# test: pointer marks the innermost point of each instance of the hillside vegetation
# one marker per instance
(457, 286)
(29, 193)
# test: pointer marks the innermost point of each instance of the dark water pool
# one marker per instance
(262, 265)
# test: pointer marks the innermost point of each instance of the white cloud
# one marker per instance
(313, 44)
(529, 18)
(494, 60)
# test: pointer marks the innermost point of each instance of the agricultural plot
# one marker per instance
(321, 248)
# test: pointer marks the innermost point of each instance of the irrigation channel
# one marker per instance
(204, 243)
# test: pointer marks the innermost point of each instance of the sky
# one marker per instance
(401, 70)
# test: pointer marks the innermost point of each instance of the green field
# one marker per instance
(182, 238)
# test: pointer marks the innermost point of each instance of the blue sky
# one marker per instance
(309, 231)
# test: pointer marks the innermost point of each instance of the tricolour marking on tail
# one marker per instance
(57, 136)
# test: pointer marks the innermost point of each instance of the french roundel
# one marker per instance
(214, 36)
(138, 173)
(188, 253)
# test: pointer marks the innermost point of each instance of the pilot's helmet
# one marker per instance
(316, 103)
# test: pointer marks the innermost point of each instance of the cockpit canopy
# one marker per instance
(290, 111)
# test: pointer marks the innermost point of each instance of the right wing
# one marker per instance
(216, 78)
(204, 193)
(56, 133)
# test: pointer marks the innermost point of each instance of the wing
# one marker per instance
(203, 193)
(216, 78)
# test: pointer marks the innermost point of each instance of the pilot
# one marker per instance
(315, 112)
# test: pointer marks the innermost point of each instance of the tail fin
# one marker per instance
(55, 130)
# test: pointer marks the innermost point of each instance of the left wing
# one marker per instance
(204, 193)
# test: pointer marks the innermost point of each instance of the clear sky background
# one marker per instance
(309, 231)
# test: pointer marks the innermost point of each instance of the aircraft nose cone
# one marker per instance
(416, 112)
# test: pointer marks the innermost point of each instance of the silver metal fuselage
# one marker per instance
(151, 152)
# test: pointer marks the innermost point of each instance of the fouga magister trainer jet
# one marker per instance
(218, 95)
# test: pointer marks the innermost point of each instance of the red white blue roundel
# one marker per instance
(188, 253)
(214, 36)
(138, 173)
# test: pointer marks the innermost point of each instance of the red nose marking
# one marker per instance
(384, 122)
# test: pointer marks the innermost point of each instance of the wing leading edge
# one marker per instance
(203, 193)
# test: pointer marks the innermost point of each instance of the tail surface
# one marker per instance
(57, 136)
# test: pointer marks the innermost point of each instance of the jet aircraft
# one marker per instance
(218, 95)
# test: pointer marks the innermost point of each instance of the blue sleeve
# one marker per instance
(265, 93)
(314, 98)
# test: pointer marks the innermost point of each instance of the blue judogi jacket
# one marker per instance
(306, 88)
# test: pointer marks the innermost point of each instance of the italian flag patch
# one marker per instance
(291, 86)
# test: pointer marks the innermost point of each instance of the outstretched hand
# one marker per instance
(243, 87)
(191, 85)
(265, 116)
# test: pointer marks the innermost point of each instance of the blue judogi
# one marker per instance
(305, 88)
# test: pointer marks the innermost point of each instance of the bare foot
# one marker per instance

▸ **What is being asked**: Please copy every line of the material above, changing nothing.

▸ **Exercise output**:
# test: pointer marks the innermost point of each instance of the hillside vegetation
# one marker per instance
(457, 286)
(29, 193)
# test: pointer marks the innermost point of each instance of the dark water pool
# one marker per instance
(262, 265)
# test: pointer marks the innermost point of each instance of the white cloud
# one marker per instance
(313, 44)
(529, 18)
(494, 60)
# test: pointer marks the innermost point of each instance of the agricultural plot
# one marker per instance
(321, 248)
# test: pointer marks the innermost point of each instance of the irrigation channel
# one marker per instance
(204, 243)
# test: pointer marks the innermost point of each instance of the sky
# one marker per instance
(401, 70)
# test: pointer marks the innermost point of each instance of the green field
# one marker per instance
(182, 238)
# test: pointer marks the innermost point of each instance of the blue sky
# one marker per instance
(309, 231)
# test: pointer marks the innermost point of each instance of the tricolour marking on tail
# one marker per instance
(57, 136)
# test: pointer marks the innermost point of each instance of the french roundel
# one marker per instance
(214, 36)
(138, 173)
(188, 253)
# test: pointer marks the innermost point of each instance of the pilot's helmet
# one marker per instance
(316, 103)
# test: pointer marks the innermost point of each instance of the cockpit canopy
# one marker per instance
(290, 111)
# test: pointer marks the innermost point of each instance of the right wing
# one marker per instance
(216, 78)
(204, 193)
(56, 133)
# test: pointer marks the innermost point of each instance of the wing
# one marker per instance
(203, 193)
(216, 78)
# test: pointer marks the innermost point of each instance of the pilot
# one marker per instance
(315, 112)
# test: pointer marks the innermost point of each instance of the tail fin
# one marker per instance
(55, 130)
# test: pointer marks the innermost point of each instance of the left wing
# one marker per instance
(204, 193)
# test: pointer marks the innermost point of each instance of the clear sky background
# one marker per instance
(309, 231)
# test: pointer marks the innermost point of each instance of the aircraft nose cone
# one marker per instance
(416, 112)
# test: pointer marks the innermost point of each instance of the silver metal fuselage
# one marker per instance
(151, 152)
# test: pointer marks the innermost point of each instance of the fouga magister trainer jet
# one marker per instance
(218, 95)
# test: pointer marks the innermost point of each instance of the red white blue roundel
# one marker per instance
(188, 253)
(214, 36)
(138, 173)
# test: pointer marks the innermost point of each instance of the red nose marking
# one marker per instance
(384, 122)
# test: pointer marks the innermost point of each instance of the wing leading edge
# one marker per instance
(203, 193)
# test: pointer marks the innermost point of each instance of the tail surface
# one marker per instance
(57, 136)
# test: pointer marks the innermost point of each instance of the jet aircraft
# one marker per instance
(218, 95)
# test: pointer marks the innermost point of each instance of the blue sleeve
# one marker per instance
(265, 93)
(314, 98)
# test: pointer marks the innermost point of each instance of the blue judogi jacket
# one marker per instance
(306, 88)
# test: pointer marks the innermost point of each instance of the italian flag patch
# one marker per instance
(291, 86)
# test: pointer marks the innermost point of each instance of the outstretched hand
# one marker per instance
(243, 87)
(191, 85)
(265, 116)
# test: pointer marks the innermost point of each instance of the blue judogi
# one marker per instance
(305, 88)
# test: pointer marks the innermost point of each instance of the bare foot
# one marker per instance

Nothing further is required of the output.